* Goal of the exercise
Report each line from the listing that the string "below" appears in.

▼▼▼

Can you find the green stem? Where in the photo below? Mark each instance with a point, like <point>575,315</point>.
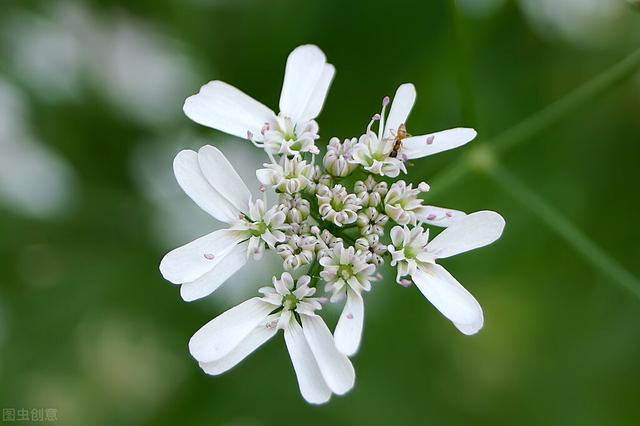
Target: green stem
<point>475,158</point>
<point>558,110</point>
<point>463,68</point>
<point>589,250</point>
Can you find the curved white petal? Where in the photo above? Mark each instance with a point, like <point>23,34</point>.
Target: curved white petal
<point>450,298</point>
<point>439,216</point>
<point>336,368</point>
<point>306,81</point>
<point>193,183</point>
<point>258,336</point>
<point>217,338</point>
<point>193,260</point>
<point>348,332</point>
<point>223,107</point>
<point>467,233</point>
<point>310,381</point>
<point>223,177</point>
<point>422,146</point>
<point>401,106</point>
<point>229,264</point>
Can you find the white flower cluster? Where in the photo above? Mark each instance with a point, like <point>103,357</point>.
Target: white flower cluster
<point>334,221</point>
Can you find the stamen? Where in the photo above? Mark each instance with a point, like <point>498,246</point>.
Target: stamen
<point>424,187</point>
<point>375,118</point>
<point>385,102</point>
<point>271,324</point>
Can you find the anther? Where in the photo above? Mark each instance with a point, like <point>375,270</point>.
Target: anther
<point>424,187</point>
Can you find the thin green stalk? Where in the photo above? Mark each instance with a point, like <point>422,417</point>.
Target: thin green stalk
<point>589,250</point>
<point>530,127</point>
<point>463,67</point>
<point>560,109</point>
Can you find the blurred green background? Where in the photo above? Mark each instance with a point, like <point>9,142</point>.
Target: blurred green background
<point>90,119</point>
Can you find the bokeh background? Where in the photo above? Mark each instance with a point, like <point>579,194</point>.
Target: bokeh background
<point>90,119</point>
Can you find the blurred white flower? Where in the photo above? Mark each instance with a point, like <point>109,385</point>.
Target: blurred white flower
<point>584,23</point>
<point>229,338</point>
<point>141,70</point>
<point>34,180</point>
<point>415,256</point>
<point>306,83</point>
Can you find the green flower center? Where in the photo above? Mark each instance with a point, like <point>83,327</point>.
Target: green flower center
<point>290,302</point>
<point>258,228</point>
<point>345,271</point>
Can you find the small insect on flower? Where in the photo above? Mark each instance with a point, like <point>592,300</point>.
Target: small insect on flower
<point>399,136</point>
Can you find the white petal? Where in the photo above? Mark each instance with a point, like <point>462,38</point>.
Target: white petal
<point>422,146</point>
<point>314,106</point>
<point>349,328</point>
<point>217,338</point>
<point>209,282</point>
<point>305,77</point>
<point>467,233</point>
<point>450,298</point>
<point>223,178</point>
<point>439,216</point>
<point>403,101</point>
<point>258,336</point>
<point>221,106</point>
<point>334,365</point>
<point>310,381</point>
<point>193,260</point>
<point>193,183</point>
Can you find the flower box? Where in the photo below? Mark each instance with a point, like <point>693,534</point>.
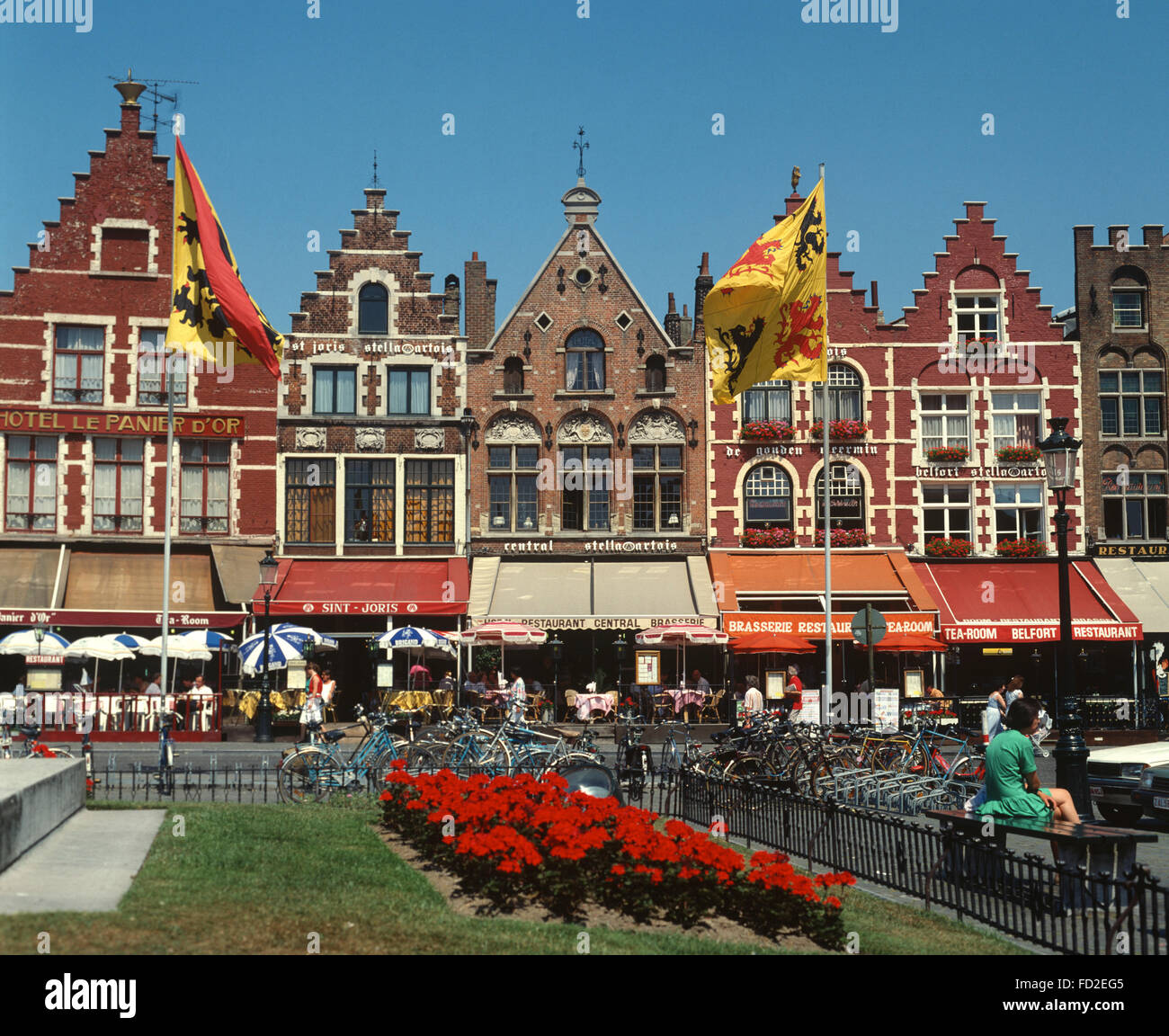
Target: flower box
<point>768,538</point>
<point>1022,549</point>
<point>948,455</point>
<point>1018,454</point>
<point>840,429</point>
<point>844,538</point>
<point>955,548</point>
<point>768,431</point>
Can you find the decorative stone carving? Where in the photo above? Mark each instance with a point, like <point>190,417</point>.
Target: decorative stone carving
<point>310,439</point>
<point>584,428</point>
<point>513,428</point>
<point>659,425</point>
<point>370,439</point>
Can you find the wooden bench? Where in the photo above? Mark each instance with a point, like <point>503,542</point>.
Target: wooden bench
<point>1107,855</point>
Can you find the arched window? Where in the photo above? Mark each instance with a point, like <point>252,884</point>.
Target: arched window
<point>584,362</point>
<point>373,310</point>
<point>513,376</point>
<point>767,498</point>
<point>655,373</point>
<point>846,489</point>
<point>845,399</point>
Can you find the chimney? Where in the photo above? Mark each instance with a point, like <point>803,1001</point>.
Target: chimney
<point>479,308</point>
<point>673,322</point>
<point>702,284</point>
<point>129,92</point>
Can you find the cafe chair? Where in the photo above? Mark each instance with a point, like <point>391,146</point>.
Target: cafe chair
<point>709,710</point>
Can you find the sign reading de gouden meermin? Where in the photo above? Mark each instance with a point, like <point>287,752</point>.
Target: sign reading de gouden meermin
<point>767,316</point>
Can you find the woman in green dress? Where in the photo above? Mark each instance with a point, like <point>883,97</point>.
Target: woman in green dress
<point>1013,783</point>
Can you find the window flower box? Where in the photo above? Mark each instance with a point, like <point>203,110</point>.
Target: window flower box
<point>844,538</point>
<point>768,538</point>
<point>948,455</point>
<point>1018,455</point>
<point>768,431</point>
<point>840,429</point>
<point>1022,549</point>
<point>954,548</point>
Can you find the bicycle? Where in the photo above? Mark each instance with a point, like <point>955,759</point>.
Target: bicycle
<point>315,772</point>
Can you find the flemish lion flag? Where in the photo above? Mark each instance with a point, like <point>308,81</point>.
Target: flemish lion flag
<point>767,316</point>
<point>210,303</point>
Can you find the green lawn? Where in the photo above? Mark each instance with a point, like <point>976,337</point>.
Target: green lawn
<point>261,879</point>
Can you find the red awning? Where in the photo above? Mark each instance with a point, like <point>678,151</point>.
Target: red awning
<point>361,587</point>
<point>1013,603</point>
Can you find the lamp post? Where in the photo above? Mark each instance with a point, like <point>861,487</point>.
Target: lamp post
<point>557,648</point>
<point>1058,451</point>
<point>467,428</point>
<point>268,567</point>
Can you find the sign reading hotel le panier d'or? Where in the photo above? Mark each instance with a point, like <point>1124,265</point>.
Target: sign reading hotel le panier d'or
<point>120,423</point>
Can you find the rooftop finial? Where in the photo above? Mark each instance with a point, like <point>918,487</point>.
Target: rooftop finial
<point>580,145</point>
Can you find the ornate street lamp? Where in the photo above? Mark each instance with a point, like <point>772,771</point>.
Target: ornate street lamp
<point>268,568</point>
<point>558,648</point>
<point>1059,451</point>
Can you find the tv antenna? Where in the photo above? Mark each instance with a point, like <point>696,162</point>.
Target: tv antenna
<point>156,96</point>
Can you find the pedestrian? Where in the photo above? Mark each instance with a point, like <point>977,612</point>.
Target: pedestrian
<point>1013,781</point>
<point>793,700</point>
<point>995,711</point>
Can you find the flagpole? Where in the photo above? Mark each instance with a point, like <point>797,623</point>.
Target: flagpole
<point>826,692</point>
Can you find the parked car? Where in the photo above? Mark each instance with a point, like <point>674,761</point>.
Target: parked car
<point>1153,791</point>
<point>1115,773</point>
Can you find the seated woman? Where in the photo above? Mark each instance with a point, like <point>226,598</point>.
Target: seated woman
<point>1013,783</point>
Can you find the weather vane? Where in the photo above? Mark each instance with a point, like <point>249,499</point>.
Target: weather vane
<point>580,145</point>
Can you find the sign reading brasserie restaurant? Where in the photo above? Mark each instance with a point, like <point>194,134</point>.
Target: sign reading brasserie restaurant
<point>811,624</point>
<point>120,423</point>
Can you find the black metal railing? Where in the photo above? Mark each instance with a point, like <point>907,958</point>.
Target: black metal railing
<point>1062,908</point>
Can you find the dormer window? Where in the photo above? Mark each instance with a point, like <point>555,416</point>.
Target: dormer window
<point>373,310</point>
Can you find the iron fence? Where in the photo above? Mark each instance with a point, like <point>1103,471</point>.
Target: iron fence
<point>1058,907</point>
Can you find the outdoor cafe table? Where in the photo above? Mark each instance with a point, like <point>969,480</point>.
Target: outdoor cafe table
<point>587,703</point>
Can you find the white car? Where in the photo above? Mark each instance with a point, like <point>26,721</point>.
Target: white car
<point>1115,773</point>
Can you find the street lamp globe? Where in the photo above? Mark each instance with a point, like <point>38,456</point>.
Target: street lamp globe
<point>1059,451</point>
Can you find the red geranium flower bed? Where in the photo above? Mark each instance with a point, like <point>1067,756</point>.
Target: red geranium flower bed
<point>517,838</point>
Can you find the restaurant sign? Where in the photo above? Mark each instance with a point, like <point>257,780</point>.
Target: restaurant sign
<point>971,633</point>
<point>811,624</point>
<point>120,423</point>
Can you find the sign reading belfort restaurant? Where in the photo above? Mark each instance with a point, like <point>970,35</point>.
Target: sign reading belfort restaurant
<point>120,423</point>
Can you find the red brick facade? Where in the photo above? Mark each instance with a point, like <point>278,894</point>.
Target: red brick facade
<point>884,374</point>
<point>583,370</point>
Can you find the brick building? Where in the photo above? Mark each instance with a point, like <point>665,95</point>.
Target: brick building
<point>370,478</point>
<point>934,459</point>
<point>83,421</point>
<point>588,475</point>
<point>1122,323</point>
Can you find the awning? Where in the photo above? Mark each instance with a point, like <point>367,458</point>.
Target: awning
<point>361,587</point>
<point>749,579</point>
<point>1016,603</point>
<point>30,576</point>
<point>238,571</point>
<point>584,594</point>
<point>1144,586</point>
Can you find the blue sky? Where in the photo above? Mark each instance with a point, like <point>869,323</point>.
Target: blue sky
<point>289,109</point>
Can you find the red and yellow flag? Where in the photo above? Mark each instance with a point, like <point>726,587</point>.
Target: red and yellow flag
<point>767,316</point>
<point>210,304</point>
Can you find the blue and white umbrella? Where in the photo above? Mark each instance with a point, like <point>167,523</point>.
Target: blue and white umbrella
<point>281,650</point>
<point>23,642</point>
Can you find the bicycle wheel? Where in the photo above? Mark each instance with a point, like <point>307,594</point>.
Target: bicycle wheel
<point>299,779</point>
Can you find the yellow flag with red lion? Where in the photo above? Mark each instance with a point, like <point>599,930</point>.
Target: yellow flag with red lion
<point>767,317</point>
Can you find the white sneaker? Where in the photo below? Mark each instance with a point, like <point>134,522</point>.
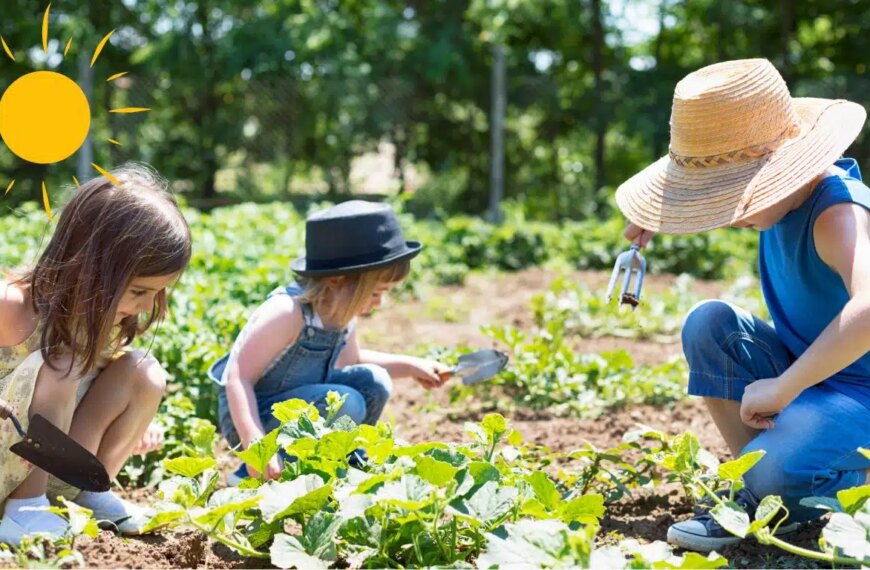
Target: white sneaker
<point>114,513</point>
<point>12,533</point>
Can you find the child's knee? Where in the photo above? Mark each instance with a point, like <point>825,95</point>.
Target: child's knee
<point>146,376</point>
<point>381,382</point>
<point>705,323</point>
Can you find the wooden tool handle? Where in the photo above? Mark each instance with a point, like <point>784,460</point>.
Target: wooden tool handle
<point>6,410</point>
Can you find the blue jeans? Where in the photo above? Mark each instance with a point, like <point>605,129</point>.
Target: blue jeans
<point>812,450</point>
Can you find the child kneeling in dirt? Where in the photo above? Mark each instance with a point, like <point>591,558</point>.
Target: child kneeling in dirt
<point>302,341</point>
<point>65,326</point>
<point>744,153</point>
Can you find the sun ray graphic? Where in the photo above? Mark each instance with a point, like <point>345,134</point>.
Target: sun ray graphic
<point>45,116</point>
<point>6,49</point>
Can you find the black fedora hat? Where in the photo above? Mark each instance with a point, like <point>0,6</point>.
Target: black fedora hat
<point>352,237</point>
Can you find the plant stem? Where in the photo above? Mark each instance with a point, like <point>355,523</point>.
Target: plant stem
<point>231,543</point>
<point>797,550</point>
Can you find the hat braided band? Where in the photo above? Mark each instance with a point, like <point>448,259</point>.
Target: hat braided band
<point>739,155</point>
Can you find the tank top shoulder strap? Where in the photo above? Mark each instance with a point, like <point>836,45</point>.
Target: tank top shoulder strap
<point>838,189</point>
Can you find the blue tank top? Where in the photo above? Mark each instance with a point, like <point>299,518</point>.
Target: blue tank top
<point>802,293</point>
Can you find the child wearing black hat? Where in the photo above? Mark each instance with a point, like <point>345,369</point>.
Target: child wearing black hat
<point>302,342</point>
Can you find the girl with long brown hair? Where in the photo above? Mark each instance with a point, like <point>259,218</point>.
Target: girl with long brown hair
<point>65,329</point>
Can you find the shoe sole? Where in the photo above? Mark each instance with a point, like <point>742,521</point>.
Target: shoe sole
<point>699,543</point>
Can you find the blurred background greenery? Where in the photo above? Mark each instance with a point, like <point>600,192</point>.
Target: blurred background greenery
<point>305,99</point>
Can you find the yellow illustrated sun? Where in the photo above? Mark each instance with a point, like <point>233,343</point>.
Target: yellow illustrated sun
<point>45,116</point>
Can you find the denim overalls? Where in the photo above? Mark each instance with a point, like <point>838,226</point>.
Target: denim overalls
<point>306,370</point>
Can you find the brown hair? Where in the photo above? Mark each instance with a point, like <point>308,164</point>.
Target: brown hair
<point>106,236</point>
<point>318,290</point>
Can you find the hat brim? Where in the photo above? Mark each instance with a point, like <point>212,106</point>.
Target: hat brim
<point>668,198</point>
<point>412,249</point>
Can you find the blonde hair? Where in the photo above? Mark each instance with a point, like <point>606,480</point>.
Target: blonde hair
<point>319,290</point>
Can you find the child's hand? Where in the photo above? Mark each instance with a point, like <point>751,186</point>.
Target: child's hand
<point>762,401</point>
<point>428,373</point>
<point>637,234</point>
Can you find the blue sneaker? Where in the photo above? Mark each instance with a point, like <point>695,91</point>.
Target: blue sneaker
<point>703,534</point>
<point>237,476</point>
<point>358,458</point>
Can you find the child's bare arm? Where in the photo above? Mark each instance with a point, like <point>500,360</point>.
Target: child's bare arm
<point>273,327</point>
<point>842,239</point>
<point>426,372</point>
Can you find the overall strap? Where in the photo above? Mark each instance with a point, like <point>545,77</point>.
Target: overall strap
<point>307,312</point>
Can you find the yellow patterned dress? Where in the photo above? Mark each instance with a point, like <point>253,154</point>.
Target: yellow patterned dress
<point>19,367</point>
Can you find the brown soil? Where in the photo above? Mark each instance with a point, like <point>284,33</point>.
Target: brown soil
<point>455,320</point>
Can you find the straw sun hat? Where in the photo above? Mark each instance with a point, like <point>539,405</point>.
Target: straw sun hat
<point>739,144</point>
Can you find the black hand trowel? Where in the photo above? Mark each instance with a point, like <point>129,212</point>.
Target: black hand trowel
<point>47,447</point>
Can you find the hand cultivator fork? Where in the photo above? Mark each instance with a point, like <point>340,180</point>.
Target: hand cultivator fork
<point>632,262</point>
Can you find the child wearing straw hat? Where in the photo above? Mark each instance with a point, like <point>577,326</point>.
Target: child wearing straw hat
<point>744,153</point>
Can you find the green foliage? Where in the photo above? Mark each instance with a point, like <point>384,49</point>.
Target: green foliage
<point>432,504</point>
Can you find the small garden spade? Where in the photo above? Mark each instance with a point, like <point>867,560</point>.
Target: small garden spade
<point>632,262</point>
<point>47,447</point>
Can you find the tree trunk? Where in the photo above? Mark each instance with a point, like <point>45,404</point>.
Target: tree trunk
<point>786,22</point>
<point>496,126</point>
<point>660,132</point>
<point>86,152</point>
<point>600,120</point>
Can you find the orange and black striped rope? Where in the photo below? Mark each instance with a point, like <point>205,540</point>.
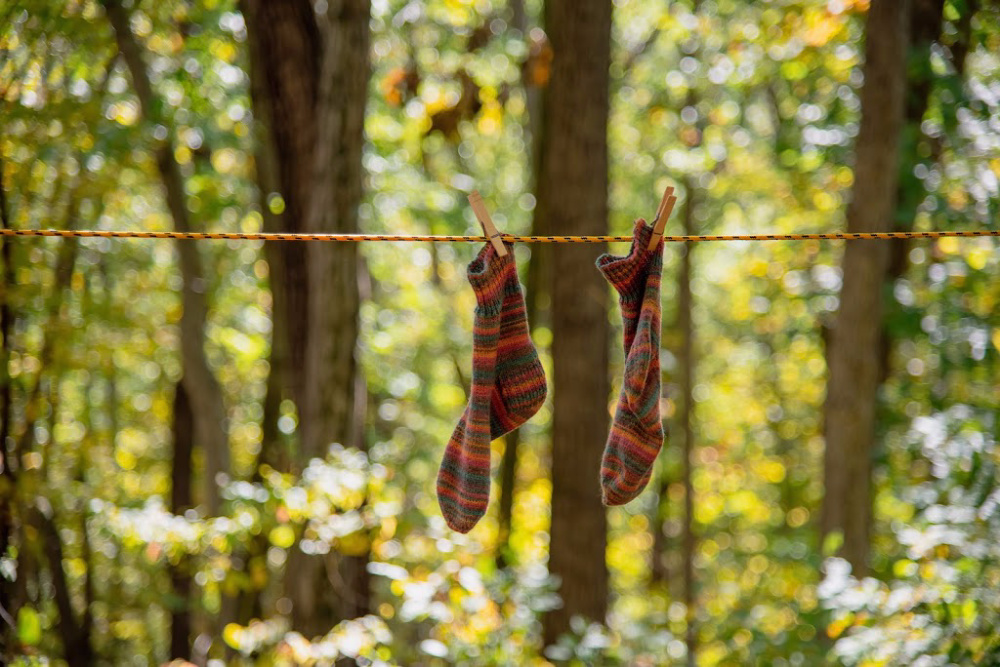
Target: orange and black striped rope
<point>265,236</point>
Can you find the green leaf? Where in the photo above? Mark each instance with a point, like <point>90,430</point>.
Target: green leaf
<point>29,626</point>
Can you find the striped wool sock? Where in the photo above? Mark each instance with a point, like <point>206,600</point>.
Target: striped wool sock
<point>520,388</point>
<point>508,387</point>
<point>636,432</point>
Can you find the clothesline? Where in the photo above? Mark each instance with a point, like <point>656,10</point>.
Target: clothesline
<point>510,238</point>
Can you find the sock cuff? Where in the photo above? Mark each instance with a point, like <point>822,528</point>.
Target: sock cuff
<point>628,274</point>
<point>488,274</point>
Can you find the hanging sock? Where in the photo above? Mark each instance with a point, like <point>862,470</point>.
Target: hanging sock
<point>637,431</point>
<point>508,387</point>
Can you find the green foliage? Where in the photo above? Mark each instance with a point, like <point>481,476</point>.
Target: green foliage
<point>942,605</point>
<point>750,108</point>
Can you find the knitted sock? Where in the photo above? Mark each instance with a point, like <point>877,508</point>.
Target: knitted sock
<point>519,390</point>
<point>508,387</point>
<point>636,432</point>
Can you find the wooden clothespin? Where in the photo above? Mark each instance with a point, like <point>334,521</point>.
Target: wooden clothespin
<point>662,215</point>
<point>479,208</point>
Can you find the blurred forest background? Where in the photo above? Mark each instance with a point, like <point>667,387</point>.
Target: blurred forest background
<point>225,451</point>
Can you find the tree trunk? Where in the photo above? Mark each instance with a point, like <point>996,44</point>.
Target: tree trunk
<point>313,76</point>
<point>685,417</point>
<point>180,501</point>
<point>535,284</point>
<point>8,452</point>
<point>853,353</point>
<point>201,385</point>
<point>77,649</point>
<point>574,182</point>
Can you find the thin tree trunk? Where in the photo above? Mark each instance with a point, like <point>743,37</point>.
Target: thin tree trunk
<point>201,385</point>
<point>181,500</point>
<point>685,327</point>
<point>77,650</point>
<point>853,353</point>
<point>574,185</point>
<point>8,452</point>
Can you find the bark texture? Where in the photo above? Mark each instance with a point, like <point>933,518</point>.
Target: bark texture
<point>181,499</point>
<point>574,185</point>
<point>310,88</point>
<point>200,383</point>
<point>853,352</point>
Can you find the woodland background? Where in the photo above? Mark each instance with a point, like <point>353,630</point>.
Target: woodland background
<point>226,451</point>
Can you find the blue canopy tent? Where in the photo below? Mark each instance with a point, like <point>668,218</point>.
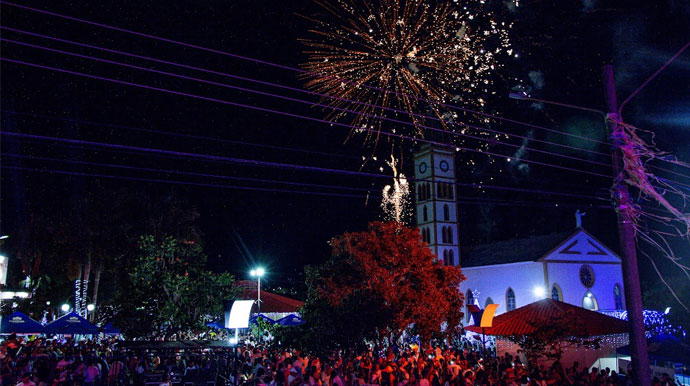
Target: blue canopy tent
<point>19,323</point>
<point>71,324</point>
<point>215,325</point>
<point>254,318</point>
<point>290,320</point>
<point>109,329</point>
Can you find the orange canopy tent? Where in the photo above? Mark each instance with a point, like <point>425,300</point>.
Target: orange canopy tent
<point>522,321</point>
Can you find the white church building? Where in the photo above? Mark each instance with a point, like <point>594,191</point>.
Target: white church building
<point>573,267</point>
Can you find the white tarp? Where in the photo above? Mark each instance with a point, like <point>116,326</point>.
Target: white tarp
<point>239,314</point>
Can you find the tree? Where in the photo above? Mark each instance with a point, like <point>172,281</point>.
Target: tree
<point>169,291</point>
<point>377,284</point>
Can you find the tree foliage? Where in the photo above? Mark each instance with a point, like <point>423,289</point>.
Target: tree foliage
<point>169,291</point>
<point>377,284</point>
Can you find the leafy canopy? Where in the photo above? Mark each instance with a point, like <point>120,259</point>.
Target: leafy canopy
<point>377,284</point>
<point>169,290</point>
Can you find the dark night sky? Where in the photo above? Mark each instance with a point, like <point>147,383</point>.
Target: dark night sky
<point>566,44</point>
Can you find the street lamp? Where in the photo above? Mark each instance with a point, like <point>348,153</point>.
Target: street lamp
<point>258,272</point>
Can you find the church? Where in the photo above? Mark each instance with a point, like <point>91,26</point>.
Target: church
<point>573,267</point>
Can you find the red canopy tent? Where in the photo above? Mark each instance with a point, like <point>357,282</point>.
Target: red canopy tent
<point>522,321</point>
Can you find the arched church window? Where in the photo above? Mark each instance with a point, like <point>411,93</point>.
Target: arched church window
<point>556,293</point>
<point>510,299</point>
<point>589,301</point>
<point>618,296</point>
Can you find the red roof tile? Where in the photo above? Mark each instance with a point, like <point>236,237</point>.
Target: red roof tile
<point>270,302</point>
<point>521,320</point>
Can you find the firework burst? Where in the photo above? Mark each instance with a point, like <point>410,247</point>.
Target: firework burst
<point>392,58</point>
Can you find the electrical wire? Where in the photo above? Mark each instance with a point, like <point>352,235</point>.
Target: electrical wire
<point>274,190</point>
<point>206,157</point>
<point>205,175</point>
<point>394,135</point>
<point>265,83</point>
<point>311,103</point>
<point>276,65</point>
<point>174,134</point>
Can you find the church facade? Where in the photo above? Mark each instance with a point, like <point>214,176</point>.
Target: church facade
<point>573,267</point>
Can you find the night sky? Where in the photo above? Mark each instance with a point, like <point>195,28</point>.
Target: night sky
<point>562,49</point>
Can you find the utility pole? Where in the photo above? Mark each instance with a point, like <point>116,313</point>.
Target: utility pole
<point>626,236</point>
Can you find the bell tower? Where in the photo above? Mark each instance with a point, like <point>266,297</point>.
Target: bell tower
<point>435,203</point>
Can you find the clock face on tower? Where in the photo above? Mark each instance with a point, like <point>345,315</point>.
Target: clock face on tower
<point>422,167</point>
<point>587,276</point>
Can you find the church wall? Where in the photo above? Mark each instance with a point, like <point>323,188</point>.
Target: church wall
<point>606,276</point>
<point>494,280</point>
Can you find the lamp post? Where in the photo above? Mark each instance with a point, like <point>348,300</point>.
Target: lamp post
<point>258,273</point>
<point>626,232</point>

▲▲▲

* Exercise answer
Can you find the green stem? Where in the photo below? Mark each instance with a point, like <point>575,315</point>.
Can you find the flower box? Where in the photo below? Mark each instance with a point, like <point>693,534</point>.
Can you find the white sneaker? Where in the photo below? Mark each instance with a point, like <point>134,522</point>.
Can you find the orange and black striped rope? Where in the photo below? Mark each instance with a point, like <point>205,540</point>.
Can you find the blue canopy tent? Where in the photo below? Mark each instance with a point, like <point>668,218</point>.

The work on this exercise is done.